EXERCISE DESCRIPTION
Below are some entries. Repeat exactly the lines from the one with "Target: red heart" through the one with "Target: wispy cloud", and only those.

EXCERPTED RECORDS
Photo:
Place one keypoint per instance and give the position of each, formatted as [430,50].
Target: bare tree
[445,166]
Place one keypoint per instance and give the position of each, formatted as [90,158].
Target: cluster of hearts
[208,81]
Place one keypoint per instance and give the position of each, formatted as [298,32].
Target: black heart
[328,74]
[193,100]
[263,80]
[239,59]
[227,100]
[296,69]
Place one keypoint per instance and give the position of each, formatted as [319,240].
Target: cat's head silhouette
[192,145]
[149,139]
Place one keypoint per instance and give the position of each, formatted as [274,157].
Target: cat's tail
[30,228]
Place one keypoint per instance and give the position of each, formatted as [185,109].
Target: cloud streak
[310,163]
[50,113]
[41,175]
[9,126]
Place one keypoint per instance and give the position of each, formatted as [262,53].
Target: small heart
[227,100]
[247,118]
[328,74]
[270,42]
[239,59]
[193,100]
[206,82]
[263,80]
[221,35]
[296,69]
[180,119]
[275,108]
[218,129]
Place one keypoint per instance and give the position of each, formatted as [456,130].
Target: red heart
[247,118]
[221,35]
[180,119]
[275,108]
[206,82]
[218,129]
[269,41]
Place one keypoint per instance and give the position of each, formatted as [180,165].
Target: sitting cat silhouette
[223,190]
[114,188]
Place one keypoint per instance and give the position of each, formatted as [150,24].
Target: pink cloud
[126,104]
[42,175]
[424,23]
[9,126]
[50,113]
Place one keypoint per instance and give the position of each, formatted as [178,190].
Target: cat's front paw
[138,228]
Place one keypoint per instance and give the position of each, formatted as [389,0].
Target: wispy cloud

---

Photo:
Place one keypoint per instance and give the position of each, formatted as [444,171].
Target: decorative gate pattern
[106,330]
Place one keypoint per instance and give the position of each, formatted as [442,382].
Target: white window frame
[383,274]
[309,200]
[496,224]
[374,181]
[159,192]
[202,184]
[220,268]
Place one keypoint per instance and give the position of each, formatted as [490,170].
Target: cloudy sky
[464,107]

...

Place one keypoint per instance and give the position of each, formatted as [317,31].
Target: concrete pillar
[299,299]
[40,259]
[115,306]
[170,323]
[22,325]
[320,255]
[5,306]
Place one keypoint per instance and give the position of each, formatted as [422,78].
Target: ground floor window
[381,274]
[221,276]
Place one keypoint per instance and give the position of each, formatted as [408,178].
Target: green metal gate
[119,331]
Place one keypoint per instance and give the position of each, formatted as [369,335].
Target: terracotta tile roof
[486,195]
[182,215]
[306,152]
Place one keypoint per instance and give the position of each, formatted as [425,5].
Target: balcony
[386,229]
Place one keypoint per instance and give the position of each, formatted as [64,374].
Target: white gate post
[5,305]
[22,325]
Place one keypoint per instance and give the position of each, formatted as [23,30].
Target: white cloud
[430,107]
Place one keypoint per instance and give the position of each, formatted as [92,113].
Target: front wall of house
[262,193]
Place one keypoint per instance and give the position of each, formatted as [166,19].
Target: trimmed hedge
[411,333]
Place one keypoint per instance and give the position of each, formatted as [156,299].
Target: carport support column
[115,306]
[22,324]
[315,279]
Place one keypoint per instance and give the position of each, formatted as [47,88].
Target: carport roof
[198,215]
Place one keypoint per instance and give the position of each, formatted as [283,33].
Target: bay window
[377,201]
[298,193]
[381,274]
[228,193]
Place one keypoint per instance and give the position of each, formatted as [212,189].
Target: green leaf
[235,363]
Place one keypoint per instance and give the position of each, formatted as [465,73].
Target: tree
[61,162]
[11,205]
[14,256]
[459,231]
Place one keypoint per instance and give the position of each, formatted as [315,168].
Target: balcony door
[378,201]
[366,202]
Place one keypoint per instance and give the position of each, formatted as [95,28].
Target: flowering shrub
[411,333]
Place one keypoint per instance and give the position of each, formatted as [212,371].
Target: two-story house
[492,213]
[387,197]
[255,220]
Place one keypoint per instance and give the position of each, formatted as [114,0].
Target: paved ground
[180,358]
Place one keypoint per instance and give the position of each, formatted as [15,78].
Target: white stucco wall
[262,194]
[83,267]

ANSWER
Target: red heart
[247,118]
[221,35]
[180,119]
[275,108]
[206,82]
[218,129]
[269,41]
Place one keypoint per instance and give the position of each, formatted as [180,165].
Target: sitting cat silhouette
[223,190]
[114,188]
Place one keypoint per instance and give the position of each, formatted as [150,24].
Target: pink cloud
[126,104]
[42,175]
[424,23]
[9,126]
[50,113]
Place one keypoint per instance and give the position of each, formatted as [178,190].
Target: cat's front paw
[138,228]
Place one keypoint per instance and give the position of each, formatted as [389,0].
Target: wispy cloud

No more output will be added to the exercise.